(A block of data)

++++++++

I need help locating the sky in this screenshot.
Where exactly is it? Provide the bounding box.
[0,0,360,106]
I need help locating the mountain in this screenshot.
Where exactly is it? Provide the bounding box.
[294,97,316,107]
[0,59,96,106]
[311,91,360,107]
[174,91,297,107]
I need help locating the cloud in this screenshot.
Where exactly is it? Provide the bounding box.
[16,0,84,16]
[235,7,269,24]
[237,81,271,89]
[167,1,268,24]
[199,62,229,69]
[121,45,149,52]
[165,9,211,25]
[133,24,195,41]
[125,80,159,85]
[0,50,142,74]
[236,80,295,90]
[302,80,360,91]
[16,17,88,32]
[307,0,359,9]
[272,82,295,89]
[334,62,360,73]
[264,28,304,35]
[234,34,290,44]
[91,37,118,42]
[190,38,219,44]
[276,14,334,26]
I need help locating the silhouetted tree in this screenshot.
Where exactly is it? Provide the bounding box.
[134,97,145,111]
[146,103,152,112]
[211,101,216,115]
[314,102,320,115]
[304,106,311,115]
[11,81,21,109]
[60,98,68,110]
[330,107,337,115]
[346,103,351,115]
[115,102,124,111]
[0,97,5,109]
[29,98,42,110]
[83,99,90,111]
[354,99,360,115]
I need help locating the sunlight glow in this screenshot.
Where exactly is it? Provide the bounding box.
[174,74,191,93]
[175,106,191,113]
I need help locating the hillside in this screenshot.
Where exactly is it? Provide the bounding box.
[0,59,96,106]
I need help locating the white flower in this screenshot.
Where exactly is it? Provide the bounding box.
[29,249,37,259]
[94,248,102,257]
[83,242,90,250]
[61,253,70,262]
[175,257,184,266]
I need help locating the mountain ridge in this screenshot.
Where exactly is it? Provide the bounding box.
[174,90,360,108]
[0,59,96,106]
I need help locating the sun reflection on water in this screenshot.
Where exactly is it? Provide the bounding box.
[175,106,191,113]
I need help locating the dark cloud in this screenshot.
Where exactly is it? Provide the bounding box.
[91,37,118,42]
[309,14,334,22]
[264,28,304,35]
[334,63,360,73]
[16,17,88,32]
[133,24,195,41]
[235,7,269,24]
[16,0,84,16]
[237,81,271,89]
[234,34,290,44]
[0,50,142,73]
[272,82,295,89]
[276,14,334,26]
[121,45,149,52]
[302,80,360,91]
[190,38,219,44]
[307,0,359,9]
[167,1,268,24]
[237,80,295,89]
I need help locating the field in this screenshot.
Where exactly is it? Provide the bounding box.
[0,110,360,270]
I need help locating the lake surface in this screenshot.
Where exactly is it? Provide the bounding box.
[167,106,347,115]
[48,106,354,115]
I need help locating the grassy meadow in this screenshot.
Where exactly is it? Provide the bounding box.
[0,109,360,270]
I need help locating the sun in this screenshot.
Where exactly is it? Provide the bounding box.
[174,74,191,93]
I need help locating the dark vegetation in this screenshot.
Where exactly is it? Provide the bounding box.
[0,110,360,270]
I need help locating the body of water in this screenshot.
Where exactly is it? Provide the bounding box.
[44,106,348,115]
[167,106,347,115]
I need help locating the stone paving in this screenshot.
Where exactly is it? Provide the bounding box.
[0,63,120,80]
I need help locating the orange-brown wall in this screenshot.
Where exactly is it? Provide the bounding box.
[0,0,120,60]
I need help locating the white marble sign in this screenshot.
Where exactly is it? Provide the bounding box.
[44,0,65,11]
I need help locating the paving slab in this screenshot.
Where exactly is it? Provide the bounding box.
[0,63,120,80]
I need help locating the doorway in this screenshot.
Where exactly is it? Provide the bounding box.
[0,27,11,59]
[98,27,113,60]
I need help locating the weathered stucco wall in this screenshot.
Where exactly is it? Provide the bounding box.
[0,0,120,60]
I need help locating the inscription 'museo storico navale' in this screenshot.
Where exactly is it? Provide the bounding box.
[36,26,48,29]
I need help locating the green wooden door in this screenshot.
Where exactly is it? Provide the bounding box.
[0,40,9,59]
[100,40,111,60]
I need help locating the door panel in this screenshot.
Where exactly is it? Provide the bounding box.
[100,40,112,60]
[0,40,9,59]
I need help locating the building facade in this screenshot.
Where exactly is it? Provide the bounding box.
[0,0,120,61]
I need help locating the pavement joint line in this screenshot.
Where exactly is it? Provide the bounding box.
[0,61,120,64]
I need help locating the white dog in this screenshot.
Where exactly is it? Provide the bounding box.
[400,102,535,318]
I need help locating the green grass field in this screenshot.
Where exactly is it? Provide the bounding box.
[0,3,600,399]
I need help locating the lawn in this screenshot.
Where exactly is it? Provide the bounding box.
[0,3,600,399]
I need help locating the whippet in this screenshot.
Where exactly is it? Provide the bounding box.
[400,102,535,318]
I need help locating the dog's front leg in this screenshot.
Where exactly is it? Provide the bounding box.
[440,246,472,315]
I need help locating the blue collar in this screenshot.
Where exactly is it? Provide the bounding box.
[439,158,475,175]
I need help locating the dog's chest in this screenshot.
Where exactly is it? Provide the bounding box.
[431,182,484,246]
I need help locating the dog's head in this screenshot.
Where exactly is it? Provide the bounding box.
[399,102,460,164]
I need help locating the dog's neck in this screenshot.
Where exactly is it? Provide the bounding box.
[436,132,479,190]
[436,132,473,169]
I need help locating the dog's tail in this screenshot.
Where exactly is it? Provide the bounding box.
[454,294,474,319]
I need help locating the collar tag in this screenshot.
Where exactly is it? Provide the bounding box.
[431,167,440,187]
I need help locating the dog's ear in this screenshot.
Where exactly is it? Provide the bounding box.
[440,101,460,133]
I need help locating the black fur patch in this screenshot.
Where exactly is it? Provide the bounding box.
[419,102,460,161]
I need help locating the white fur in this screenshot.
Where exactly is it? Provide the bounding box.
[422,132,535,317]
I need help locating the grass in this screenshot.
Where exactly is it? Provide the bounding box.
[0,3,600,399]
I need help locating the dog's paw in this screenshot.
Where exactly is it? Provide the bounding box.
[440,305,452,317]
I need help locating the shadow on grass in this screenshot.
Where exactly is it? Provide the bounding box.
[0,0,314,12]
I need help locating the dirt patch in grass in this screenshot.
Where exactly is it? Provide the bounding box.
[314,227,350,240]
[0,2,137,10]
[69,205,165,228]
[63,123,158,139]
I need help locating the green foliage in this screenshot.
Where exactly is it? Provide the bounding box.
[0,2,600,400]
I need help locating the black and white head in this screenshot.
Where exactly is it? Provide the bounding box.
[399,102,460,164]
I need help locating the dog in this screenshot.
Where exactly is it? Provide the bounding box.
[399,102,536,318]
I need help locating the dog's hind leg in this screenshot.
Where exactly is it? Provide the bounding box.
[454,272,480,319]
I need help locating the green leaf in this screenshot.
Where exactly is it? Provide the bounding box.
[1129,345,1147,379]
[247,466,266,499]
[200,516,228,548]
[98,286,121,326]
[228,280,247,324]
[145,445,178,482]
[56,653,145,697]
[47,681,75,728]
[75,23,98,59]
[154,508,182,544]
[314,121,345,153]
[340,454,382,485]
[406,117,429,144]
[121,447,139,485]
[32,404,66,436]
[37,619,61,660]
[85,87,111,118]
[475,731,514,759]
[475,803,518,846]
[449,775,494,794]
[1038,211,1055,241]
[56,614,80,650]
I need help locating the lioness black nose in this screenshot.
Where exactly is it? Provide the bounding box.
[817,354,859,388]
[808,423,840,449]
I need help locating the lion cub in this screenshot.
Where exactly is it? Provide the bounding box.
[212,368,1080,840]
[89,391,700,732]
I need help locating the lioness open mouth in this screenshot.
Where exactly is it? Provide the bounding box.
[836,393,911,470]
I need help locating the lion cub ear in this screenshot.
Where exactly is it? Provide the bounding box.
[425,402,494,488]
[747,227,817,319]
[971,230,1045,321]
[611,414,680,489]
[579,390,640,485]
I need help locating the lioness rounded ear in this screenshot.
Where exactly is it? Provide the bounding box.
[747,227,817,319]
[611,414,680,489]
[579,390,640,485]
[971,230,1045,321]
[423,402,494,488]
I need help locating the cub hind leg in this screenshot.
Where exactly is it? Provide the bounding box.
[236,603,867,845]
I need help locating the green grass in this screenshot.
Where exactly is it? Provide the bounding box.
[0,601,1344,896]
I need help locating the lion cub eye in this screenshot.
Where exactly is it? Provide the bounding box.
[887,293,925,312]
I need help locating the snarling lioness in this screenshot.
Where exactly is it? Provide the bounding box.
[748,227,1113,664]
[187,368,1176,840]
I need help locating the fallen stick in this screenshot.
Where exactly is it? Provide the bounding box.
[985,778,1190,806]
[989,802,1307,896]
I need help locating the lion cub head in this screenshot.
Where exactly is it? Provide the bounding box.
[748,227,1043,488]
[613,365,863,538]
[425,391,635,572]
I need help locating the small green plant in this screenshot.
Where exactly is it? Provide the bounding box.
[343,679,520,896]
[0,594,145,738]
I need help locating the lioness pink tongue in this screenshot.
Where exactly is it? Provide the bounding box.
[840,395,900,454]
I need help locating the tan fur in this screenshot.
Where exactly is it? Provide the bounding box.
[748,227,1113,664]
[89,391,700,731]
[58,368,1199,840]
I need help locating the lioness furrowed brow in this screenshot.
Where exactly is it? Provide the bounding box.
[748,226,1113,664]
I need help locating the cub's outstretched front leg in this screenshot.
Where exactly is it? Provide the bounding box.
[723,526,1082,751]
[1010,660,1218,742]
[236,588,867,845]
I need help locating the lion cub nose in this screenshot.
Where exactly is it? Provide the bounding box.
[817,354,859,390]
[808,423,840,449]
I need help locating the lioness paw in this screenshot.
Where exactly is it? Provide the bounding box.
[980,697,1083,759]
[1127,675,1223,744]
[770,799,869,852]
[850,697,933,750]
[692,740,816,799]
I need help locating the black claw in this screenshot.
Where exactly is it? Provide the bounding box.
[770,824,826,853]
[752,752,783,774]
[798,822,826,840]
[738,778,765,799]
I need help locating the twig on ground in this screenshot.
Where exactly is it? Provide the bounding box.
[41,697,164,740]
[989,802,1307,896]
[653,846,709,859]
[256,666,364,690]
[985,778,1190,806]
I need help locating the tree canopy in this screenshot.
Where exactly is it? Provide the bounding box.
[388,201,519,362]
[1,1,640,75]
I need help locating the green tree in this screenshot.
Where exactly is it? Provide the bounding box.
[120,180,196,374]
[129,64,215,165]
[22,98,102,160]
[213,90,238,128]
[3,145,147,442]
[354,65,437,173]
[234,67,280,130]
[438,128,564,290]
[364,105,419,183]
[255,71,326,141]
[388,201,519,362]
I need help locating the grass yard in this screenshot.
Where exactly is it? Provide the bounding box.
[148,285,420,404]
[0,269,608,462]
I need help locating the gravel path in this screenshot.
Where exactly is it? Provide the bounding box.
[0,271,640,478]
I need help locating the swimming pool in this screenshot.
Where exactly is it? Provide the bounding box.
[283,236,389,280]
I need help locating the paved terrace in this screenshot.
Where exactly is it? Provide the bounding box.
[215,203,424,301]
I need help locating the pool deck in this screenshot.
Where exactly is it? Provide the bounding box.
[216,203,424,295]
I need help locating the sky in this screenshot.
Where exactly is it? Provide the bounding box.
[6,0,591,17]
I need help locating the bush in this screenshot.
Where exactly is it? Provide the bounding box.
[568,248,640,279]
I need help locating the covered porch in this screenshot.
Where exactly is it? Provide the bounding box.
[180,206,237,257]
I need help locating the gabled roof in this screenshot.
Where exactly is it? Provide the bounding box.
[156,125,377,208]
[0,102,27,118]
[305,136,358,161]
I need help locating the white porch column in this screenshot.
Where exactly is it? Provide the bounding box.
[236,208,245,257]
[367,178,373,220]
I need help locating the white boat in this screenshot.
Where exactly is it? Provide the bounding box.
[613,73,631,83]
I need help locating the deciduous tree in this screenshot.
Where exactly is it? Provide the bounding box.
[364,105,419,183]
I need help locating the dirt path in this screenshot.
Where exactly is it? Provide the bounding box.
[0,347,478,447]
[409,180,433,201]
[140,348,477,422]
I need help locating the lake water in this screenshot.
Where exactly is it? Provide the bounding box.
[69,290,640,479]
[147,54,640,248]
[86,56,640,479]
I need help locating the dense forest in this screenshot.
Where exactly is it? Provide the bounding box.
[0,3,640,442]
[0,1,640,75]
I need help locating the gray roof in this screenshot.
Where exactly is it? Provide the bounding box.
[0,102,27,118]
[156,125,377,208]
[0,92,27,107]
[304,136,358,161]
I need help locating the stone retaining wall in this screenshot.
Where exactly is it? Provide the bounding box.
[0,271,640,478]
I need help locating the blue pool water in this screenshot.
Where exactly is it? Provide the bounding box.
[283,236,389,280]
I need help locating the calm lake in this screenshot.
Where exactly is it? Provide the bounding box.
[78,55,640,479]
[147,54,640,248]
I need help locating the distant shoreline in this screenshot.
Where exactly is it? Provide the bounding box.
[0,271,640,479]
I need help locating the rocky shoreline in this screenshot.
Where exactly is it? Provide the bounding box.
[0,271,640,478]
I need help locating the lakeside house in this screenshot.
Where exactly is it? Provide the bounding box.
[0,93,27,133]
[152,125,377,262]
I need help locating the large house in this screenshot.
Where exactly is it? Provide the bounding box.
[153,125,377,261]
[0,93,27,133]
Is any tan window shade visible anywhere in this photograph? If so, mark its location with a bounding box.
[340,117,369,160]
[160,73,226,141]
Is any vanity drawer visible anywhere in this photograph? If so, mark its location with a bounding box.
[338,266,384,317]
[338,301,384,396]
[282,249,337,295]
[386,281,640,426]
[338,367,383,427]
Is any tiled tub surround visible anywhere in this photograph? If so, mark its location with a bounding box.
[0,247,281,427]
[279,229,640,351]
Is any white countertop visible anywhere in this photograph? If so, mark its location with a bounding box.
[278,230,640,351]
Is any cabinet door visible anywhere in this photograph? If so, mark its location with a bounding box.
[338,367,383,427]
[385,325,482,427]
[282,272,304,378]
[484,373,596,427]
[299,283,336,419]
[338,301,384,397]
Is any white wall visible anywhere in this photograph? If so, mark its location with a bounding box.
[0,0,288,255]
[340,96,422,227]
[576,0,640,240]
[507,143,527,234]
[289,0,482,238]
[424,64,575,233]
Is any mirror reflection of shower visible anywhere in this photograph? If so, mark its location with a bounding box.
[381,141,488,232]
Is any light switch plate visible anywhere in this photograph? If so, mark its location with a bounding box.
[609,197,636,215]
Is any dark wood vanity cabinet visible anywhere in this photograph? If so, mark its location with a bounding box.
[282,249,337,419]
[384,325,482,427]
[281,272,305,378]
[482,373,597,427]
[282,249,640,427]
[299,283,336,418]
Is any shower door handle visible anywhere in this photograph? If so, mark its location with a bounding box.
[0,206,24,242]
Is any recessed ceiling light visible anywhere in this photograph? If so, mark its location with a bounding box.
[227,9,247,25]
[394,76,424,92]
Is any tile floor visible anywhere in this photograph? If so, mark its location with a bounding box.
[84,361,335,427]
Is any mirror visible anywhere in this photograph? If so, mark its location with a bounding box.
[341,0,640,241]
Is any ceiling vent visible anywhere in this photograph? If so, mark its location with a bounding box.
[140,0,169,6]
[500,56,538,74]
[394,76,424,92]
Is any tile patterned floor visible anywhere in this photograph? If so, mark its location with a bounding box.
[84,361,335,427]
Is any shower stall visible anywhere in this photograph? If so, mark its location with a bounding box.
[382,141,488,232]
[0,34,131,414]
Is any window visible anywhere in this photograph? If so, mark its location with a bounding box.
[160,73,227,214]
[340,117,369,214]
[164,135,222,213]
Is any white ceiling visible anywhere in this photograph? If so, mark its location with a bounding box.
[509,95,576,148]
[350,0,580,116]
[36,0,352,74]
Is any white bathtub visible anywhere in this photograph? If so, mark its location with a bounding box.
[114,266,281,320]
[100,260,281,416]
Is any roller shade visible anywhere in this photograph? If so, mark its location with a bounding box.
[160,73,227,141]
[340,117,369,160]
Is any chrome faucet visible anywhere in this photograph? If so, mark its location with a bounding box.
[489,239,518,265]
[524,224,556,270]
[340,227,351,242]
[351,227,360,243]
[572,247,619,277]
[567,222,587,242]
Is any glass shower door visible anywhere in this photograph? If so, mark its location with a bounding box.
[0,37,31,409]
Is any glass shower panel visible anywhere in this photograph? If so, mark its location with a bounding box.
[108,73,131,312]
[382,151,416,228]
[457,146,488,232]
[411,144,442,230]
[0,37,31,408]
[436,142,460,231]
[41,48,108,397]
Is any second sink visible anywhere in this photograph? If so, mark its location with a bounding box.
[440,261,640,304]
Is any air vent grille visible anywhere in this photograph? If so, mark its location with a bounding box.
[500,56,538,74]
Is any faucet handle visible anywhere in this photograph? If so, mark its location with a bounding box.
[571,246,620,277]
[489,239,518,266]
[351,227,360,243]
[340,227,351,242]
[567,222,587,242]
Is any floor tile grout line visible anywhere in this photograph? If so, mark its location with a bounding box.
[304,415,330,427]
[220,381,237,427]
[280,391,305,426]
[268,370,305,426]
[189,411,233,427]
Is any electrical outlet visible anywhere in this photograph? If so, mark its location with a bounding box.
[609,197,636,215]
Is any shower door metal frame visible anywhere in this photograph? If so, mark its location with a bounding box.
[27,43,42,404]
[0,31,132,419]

++++++++

The task:
Copy out the lines of the listing above verbatim, from the line containing "I need help locating the dirt path" through the line containing "[0,1,640,75]", inclusive.

Full answer:
I need help locating the dirt path in this screenshot.
Where exactly is it? Provide the bounding box.
[0,347,478,447]
[409,180,433,201]
[140,348,477,422]
I need help locating the lake water in this screenshot.
Where exactly is it? Provide the bounding box.
[69,290,640,479]
[147,54,640,248]
[86,56,640,479]
I need help locating the dense forest in this screenshot.
Where exactly is it? Provide the bounding box.
[0,3,640,442]
[0,1,640,75]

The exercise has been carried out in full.